┌─ Source material
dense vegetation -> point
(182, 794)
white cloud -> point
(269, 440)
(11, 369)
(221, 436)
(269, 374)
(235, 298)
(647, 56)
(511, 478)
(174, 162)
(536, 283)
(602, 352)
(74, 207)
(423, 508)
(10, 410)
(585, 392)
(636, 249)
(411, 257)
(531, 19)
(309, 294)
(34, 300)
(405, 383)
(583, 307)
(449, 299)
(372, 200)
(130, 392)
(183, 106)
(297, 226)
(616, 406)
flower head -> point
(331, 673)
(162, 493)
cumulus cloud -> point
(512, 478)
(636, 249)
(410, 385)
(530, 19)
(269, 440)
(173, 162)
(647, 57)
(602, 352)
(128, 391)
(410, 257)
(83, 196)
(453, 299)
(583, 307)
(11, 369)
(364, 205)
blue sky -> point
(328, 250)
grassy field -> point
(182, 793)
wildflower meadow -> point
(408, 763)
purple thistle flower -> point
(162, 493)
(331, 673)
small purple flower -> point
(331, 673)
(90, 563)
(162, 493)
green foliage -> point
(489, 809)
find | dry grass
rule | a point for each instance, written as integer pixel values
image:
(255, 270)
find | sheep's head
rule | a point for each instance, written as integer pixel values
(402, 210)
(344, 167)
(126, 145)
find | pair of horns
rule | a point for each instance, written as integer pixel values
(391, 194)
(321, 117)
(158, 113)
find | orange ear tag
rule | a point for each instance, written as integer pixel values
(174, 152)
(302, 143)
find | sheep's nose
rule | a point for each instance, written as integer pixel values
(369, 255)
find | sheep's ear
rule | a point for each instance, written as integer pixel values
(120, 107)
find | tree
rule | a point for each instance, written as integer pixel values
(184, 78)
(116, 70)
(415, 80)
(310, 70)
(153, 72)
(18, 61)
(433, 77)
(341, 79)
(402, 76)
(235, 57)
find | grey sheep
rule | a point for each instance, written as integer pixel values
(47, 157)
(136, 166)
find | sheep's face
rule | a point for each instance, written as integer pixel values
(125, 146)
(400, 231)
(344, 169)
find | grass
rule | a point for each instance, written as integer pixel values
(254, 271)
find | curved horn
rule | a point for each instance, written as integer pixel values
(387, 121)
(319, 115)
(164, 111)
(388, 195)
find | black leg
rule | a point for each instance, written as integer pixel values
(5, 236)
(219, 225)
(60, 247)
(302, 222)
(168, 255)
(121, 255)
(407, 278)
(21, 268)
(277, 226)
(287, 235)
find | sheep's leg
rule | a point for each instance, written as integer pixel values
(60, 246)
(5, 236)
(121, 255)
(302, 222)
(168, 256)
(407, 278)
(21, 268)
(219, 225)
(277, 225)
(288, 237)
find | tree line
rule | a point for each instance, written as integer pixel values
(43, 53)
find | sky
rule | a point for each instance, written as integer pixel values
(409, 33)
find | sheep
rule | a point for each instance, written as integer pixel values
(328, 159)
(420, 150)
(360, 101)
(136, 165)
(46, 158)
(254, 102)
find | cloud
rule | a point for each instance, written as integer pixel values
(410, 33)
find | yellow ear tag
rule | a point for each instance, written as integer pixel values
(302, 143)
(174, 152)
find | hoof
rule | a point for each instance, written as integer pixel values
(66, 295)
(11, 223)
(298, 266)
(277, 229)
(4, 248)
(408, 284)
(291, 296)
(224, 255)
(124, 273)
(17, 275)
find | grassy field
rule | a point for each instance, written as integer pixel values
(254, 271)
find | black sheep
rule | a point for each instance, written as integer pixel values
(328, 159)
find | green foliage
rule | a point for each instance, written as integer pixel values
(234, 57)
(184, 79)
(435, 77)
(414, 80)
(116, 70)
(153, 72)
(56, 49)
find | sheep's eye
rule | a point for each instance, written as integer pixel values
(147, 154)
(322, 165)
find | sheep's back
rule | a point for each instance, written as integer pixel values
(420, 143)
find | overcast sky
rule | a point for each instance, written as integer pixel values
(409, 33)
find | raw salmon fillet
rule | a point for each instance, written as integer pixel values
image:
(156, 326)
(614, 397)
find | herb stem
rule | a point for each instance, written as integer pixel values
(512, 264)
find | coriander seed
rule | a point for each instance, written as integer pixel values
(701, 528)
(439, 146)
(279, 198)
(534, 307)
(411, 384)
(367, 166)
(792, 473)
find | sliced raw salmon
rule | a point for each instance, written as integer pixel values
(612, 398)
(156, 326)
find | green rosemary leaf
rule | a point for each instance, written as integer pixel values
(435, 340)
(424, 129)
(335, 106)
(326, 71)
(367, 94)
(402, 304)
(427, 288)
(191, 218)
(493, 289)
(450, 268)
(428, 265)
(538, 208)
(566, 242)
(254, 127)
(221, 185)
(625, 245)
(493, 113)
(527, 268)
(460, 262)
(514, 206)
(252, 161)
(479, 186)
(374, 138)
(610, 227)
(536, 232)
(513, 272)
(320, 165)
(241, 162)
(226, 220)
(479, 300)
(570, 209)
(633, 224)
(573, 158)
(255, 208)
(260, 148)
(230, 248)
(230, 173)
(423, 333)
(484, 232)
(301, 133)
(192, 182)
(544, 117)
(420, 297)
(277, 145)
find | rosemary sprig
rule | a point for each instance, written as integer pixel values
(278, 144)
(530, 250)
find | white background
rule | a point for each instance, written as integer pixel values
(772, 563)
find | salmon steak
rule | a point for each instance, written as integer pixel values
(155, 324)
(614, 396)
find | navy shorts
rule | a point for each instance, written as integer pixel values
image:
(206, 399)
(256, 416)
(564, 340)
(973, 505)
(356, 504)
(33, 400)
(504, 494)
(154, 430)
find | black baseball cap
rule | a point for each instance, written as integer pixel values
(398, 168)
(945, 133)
└─
┌─ Source material
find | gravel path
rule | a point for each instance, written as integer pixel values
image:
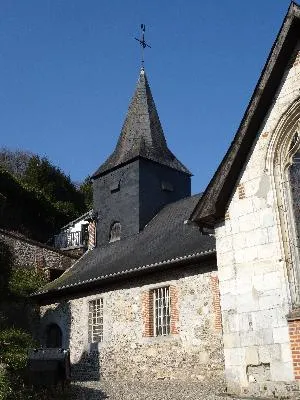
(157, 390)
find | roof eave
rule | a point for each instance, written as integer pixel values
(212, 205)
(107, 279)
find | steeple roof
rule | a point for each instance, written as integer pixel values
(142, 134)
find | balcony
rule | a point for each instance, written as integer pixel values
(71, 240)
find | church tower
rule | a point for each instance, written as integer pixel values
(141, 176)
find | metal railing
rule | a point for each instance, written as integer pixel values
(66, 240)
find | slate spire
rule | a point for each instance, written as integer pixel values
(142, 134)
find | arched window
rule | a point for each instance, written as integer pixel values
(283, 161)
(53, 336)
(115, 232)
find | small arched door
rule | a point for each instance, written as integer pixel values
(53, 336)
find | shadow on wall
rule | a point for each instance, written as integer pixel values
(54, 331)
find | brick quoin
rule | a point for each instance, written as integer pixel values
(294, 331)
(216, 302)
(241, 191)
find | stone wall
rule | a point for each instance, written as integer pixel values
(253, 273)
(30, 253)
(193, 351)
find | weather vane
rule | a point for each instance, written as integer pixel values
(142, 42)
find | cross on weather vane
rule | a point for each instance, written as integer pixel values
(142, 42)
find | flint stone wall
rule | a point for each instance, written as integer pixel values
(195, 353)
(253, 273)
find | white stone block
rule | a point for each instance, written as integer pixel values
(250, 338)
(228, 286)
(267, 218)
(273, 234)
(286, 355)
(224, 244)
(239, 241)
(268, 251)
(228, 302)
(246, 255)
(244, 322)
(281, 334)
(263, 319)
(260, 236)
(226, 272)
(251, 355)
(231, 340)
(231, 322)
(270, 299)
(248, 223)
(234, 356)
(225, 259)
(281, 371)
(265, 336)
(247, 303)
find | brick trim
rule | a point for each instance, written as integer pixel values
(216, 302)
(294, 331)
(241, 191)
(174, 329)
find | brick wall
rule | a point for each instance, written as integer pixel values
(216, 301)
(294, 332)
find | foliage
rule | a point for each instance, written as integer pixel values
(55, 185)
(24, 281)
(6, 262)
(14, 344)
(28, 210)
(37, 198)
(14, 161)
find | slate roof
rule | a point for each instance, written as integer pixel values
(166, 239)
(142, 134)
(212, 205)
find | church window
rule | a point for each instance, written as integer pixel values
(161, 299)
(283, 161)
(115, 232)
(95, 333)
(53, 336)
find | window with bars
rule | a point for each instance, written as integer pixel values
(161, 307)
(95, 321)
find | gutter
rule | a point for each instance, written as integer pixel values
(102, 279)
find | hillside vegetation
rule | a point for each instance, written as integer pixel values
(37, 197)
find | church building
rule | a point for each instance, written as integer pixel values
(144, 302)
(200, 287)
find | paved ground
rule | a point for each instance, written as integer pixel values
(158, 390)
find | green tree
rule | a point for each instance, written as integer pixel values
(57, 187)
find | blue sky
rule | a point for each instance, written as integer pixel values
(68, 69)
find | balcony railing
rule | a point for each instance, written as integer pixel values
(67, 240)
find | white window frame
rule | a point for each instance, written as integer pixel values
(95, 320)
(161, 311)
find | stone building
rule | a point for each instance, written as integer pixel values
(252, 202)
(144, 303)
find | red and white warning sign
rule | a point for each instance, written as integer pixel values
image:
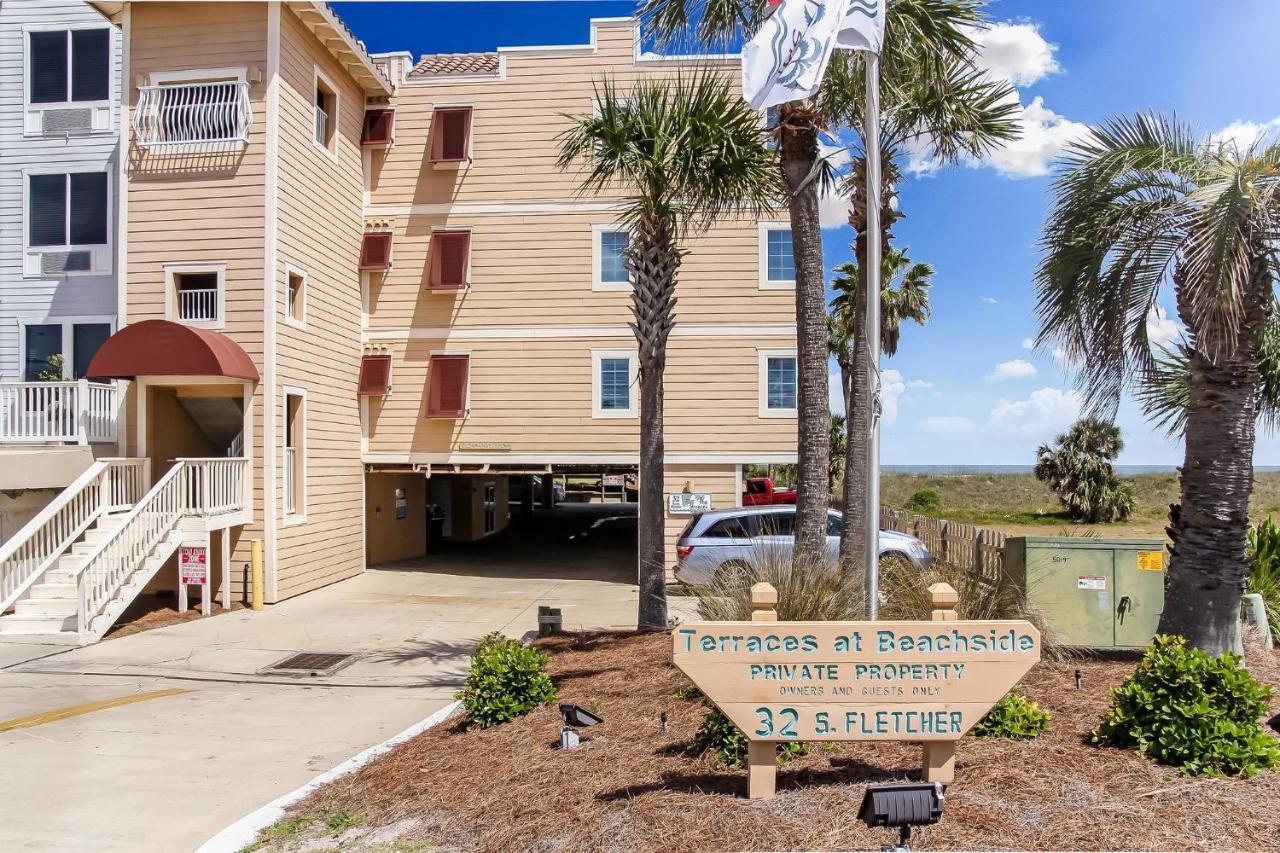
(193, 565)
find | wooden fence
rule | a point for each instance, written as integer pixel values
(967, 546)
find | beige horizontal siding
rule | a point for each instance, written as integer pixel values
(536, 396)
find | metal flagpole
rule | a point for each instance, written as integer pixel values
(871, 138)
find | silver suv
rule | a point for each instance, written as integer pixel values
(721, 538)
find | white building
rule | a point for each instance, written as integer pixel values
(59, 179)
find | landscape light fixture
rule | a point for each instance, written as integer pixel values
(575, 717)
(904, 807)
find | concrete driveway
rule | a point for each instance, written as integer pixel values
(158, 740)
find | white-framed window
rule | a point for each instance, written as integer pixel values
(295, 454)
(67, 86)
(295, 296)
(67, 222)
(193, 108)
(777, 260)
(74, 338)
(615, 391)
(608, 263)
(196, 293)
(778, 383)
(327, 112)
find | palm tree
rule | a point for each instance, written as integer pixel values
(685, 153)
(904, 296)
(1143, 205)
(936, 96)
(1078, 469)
└─
┌─ Source material
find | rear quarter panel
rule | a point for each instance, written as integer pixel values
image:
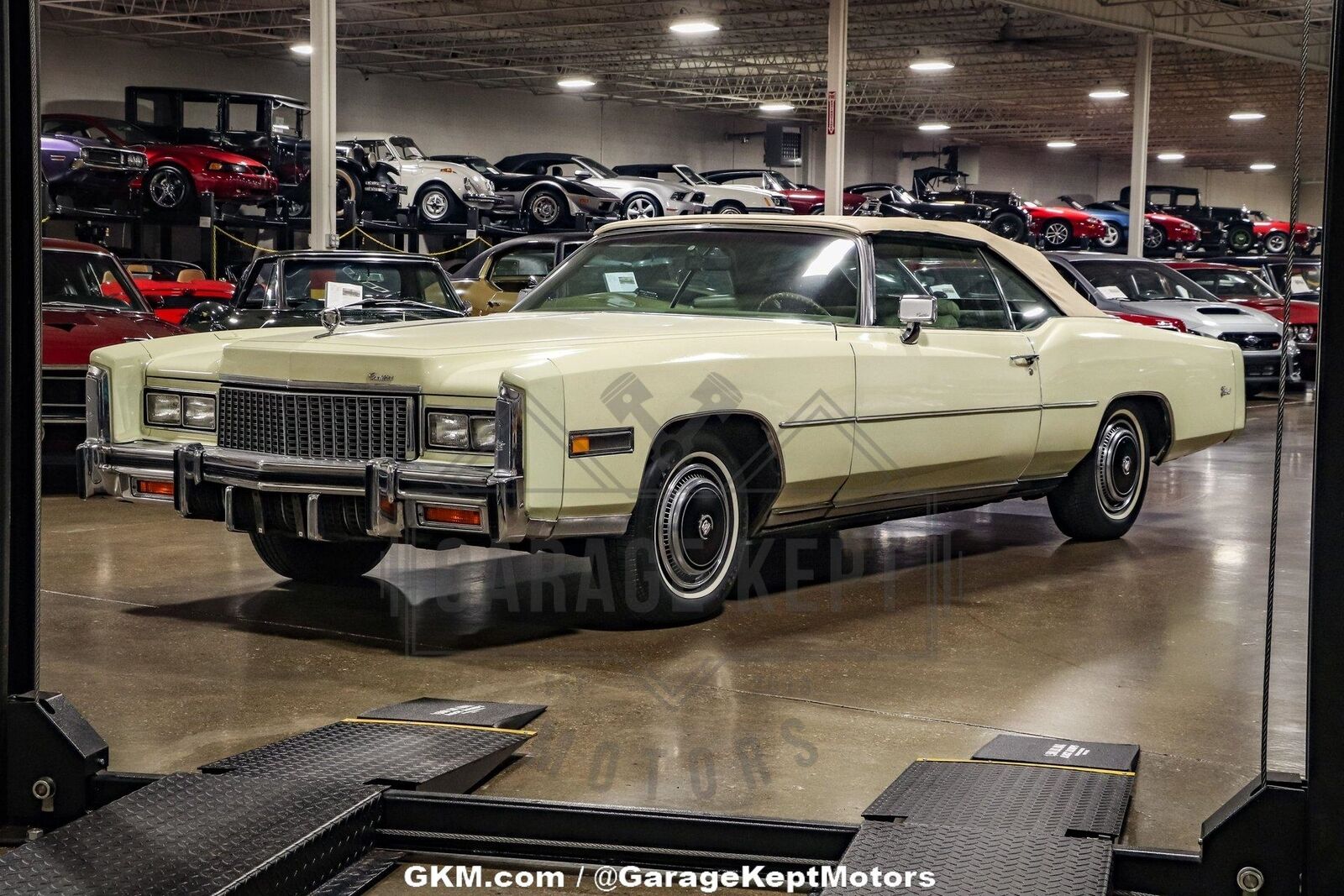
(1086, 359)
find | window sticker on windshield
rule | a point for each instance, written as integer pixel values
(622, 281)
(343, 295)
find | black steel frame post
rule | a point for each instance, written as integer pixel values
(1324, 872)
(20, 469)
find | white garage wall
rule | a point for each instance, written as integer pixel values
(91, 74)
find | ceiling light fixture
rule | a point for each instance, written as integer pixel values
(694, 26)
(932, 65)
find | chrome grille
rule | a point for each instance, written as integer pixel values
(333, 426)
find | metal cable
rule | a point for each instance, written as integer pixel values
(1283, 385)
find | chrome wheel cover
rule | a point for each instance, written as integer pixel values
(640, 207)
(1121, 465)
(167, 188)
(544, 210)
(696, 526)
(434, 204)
└─
# [Exercise directions]
Quote the data above from the line containing "dense vegetation -> point" to the line containing "find | sheep's leg", inclusive, and stop.

# [Written response]
dense vegetation -> point
(182, 794)
white cloud -> point
(269, 440)
(11, 369)
(221, 436)
(269, 374)
(235, 298)
(647, 56)
(511, 478)
(174, 162)
(536, 283)
(602, 352)
(74, 207)
(423, 508)
(10, 410)
(585, 392)
(636, 249)
(411, 257)
(531, 19)
(309, 294)
(34, 300)
(405, 383)
(583, 307)
(449, 299)
(372, 200)
(130, 392)
(183, 106)
(297, 226)
(616, 406)
flower head -> point
(331, 673)
(162, 493)
cumulus cloud -> point
(512, 478)
(636, 249)
(410, 385)
(530, 19)
(269, 440)
(173, 162)
(647, 57)
(602, 352)
(128, 391)
(410, 257)
(83, 196)
(453, 299)
(583, 307)
(11, 369)
(364, 205)
blue sky -> point
(328, 250)
grassy field -> point
(182, 793)
wildflower meadow -> point
(408, 763)
purple thistle flower -> point
(162, 493)
(331, 673)
small purple flower -> point
(331, 673)
(90, 563)
(162, 493)
green foliage -> point
(489, 809)
find | dry grass
rule | a point for each instance, written as integer pixel values
image:
(255, 270)
find | sheep's head
rule | a point for each instance, written as integer pixel values
(402, 210)
(344, 167)
(126, 145)
find | pair of horns
rule | a point for each instance, written as integer pixel values
(391, 194)
(321, 117)
(158, 113)
find | orange ear tag
rule | a point for each instance, written as integer pixel values
(174, 152)
(302, 143)
find | sheep's nose
rule | a point for each instance, written as integer pixel values
(369, 255)
find | sheep's ear
rule | a point for each instance, written as integer pixel values
(120, 107)
find | tree
rule | a point for each instance, written as integer pixel values
(184, 78)
(116, 70)
(415, 80)
(310, 70)
(153, 72)
(18, 61)
(433, 77)
(341, 79)
(402, 76)
(235, 57)
find | grey sheep
rule | a point for each instance, written as integer pixel values
(47, 157)
(136, 166)
find | sheep's face
rule | a point for each instance, written as integer pixel values
(125, 146)
(400, 231)
(344, 169)
find | grass
rule | a point for each instance, written as integer pixel values
(254, 271)
find | curved horn
rule | a point for each instance, written as integer pixel values
(387, 121)
(319, 115)
(164, 111)
(388, 195)
find | black leg
rule | a point for each instance, written as integer pixel values
(5, 236)
(219, 225)
(60, 247)
(302, 222)
(168, 255)
(121, 255)
(407, 278)
(21, 268)
(277, 226)
(287, 235)
find | sheep's leg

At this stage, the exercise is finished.